> **Exercise task**
Pull out every line of the material below that contains the string "satin".

•••

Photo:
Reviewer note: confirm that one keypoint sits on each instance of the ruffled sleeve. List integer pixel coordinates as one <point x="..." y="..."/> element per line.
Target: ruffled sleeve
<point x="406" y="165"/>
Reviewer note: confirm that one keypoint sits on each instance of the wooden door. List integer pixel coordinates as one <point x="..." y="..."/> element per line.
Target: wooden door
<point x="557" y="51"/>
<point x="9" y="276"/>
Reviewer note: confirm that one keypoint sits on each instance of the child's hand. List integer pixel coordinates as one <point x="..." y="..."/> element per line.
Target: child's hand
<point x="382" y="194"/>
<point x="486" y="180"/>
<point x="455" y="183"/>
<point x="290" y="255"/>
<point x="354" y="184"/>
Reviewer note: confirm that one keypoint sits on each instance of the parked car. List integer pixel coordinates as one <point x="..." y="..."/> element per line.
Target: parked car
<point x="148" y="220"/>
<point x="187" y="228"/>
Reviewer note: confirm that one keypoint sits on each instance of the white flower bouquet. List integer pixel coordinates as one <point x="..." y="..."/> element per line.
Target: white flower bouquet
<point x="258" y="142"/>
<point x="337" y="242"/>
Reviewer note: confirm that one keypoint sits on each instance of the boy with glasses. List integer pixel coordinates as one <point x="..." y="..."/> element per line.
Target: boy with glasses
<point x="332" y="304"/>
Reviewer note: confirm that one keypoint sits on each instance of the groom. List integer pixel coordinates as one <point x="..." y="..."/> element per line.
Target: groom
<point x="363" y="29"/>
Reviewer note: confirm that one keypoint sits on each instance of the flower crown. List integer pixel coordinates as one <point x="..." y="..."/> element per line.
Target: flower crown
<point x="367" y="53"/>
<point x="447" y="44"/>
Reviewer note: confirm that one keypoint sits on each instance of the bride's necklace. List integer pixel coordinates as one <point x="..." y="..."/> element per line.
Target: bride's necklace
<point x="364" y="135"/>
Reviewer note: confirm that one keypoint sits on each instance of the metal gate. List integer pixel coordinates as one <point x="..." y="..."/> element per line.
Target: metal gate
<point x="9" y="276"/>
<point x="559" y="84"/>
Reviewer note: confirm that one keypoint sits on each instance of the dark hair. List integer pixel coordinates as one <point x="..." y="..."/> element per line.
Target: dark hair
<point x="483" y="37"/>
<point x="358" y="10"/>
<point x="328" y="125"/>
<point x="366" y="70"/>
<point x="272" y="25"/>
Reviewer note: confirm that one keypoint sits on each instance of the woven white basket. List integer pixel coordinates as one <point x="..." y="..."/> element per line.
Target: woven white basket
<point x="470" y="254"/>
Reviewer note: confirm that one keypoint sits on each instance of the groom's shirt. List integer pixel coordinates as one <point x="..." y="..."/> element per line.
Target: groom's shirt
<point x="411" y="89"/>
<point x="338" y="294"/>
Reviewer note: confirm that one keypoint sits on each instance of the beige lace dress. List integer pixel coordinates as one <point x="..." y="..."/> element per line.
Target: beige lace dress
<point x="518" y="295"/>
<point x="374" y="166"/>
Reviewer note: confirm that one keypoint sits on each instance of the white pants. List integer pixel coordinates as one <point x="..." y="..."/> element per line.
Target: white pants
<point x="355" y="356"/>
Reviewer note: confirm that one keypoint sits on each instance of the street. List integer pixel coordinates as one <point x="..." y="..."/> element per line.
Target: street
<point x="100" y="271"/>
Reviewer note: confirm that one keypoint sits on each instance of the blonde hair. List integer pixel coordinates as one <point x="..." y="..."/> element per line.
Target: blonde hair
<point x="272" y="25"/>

•••

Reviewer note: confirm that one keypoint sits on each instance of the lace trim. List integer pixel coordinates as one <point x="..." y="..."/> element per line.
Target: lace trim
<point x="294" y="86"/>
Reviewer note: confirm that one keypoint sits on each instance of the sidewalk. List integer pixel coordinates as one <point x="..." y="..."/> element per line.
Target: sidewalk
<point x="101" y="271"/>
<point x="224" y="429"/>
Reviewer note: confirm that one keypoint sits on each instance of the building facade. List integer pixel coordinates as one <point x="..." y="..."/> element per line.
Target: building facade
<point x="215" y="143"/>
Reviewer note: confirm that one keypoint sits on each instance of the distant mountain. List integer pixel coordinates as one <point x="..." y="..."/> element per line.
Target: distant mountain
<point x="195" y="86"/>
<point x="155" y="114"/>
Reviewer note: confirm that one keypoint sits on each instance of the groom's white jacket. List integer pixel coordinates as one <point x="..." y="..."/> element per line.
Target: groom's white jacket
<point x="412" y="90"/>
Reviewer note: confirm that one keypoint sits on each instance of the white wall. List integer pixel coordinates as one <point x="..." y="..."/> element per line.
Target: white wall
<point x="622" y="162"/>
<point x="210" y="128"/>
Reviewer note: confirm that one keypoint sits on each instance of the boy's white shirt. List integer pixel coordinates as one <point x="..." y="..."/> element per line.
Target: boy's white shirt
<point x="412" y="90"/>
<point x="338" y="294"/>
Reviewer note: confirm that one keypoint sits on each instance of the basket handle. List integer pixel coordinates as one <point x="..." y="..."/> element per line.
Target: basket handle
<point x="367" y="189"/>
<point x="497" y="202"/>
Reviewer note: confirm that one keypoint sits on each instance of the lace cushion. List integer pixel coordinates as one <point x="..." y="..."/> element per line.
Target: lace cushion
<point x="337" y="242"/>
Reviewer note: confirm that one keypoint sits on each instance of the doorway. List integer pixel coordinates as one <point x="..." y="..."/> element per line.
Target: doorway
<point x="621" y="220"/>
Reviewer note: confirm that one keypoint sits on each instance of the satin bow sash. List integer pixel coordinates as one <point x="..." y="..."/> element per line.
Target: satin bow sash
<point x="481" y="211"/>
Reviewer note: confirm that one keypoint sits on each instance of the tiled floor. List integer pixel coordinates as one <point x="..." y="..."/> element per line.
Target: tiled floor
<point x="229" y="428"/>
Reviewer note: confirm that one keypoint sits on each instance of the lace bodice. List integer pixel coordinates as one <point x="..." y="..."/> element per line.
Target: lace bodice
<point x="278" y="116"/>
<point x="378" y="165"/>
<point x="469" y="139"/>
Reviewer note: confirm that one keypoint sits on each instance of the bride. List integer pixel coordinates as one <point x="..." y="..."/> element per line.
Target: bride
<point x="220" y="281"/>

•••

> **Reply**
Reviewer note: confirm that one keypoint sits on each instance of the satin bow sash. List integer pixel coordinates as one <point x="..." y="..."/> element per line.
Target: satin bow sash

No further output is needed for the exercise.